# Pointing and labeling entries
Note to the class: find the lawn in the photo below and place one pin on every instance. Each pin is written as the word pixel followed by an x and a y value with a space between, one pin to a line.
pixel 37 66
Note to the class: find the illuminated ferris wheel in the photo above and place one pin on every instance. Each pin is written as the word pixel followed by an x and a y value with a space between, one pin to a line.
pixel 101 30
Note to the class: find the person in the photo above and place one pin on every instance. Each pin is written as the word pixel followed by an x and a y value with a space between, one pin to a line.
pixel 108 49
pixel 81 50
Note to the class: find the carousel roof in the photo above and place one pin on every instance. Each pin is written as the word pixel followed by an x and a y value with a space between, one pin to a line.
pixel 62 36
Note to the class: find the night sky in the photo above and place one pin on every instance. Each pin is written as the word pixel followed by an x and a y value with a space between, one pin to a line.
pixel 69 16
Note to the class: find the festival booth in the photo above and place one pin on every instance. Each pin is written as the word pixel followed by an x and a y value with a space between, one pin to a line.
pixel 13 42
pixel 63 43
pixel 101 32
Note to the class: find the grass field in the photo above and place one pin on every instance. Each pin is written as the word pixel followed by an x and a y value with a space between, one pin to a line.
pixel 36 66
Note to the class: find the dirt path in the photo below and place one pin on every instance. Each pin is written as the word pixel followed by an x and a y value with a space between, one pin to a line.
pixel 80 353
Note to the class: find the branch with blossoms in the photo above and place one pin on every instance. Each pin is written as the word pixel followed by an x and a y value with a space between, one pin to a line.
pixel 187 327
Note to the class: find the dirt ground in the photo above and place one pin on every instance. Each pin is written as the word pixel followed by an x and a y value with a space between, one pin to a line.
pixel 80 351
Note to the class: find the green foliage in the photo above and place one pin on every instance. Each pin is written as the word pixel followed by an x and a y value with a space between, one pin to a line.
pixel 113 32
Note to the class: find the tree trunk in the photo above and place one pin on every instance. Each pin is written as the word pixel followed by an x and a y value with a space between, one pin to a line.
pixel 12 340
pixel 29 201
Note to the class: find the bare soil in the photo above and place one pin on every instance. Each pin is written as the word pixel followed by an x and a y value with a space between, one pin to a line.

# Task prompt
Please revise all the items above so that "Note to the class" becomes "Note to students" everywhere, with nothing else changed.

# Expected output
Note to students: find the lawn in the photo below and place one pin on every instance. Each pin is written as the word pixel followed by an x and a y value with a space between, one pin to a line.
pixel 37 66
Note to students: find the illuminated ferris wheel in the photo above and place one pin on every instance. Each pin is written as the word pixel followed by an x and a y value with a space between, one pin to a line.
pixel 101 30
Note to students: find the person in the photo above and place one pin on every instance. Each pin is written as the word pixel followed by an x and a y value with a space between, one pin to a line.
pixel 108 49
pixel 81 50
Note to students: find the carousel roof in the photo above and place one pin on every instance. Each pin is written as the word pixel followed by an x and a y value with a space between, one pin to a line.
pixel 62 36
Note to students: find the night sky in the photo above and place one pin on every instance. Each pin is written as the word pixel followed by an x and a y value with a space between, one pin to a line.
pixel 69 16
Note to students: find the festival booth in the photo above and place one pin on every instance. Each pin is written as the word pixel followed by an x and a y value with a space between, one pin to a line.
pixel 13 42
pixel 63 43
pixel 101 32
Note to students: find the grass field in the photo above and place one pin on every instance. Each pin is written as the word pixel followed by an x and a y value with a space between, one pin to a line.
pixel 36 66
Note to students: find the dirt path in the photo below and place one pin on every instance. Each pin is written as the word pixel followed by an x and a y value with a space between, one pin to a line.
pixel 80 353
Note to students: find the branch with blossoms in the photo above and place one pin on every instance. Each pin is written as the word pixel followed by an x and a y value with a space between, one pin to a line.
pixel 187 327
Note to students: find the dirt ground in the photo above and place one pin on every instance. Each pin is written as the word pixel followed by an x and a y value with a space between, one pin to a line.
pixel 80 351
Note to students: find the green foliage in the photo above and place one pin on every instance. Each pin is written as the word pixel followed by an x and a y value with a space between, one pin to a line.
pixel 113 32
Note to students: find the tree trunk in the photo above and place one pin on every instance. Each pin is written as the word pixel followed by an x and a y value with a space between, one pin to a line.
pixel 12 340
pixel 29 201
Note to students: find the bare soil in the photo above and place one pin on every instance. Each pin is written as the word pixel followed by an x and a y value with a space between, one pin to a line.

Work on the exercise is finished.